PAGE

Les phénolates d’ammoniums quaternaires comme paires d’ions coopératives chirales en organocatalyse

Les phénolates d’ammoniums quaternaires comme paires d’ions coopératives chirales en organocatalyse 

Des fluorures d’ammoniums chiraux aux phénolates d’ammoniums chiraux

Introduit dans les années 1920 par Bjerrum lors d’une étude sur le comportement des ionophores (solutés comportant des ions) dans certains solvants, le concept de paire d’ions est défini en 2009 par Lacour et Moraleda comme l’association d’un cation et d’un anion proches dans l’espace où les seules interactions liant ces deux entités sont des interactions de type électrostatique (coulombiennes). L’apparition du concept de catalyse par paire d’ions coopératifs a amené à considérer des interactions secondaires (par exemple des interactions de type liaisons hydrogènes) entre deux espèces chargées, en général entre une des deux parties (anionique ou cationique) du catalyseur et un ou des substrats de la réaction. Comme énoncé dans l’introduction, le concept de paire d’ions coopératifs implique la participation de chacune des espèces chargées dans la réaction, l’une servant en général à activer des substrats et l’autre permettant d’apporter l’environnement chiral au système catalytique.

Dans la littérature, on trouve les premiers systèmes de paires d’ions coopératifs chirales sous la forme de fluorures d’ammoniums chiraux. La première utilisation de ces catalyseurs est décrite en 1978 par le groupe de Wynberg dans une réaction de Michael entre le nitrométhane 1a et la chalcone 2a. Le fluorure d’ammonium, formé via une métathèse ionique in situ entre du fluorure de potassium (introduit en excès) et l’halogénure d’ammonium chiral correspondant, est utilisé dans la réaction comme base de Brønsted : il permet ainsi la déprotonation du nitrométhane et l’obtention du produit d’addition 3 avec des rendements allant de bons à excellents, mais des excès énantiomériques faibles .

CONSIGNE
Répondez brièvement aux questions suivantes d'après la page :
1. Qui a introduit le concept de paire d'ions, et à quelle époque ?
2. Entre quels composés se fait la réaction de Michael décrite en 1978 par le groupe de Wynberg ?
3. Quel rôle joue le fluorure d'ammonium dans cette réaction ?

DONNÉES AFFICHÉES
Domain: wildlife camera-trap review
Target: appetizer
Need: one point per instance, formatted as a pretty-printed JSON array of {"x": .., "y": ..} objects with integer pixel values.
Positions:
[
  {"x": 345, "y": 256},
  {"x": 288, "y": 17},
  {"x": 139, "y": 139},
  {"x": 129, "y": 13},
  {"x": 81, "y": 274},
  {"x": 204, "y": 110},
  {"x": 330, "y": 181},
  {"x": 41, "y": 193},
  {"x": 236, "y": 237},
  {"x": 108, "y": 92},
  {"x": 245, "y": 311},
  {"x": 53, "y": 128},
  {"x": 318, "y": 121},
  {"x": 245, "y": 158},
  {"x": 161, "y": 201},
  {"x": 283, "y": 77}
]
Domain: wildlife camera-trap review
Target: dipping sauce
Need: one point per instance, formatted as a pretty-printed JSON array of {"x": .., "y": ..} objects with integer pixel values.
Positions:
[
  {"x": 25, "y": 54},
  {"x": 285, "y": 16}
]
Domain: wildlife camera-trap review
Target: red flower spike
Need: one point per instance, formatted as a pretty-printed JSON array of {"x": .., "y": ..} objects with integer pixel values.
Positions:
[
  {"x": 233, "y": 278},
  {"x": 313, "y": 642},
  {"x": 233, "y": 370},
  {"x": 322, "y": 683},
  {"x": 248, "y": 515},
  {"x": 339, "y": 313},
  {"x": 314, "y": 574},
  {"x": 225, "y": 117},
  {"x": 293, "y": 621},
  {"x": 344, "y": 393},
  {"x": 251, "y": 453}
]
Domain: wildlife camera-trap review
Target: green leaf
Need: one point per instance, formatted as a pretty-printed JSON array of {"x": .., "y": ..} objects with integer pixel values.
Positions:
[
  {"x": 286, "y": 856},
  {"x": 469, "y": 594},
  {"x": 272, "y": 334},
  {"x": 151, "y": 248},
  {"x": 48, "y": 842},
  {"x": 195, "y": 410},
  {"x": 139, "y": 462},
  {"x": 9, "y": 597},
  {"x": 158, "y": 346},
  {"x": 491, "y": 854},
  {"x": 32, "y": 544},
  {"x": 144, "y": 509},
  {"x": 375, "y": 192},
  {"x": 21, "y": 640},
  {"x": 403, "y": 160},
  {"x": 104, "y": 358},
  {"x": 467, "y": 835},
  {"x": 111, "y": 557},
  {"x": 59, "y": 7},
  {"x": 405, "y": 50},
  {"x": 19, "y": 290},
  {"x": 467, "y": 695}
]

RÉSULTAT ATTENDU
1. Bjerrum, dans les années 1920.
2. Entre le nitrométhane 1a et la chalcone 2a.
3. Il sert de base de Brønsted et permet la déprotonation du nitrométhane.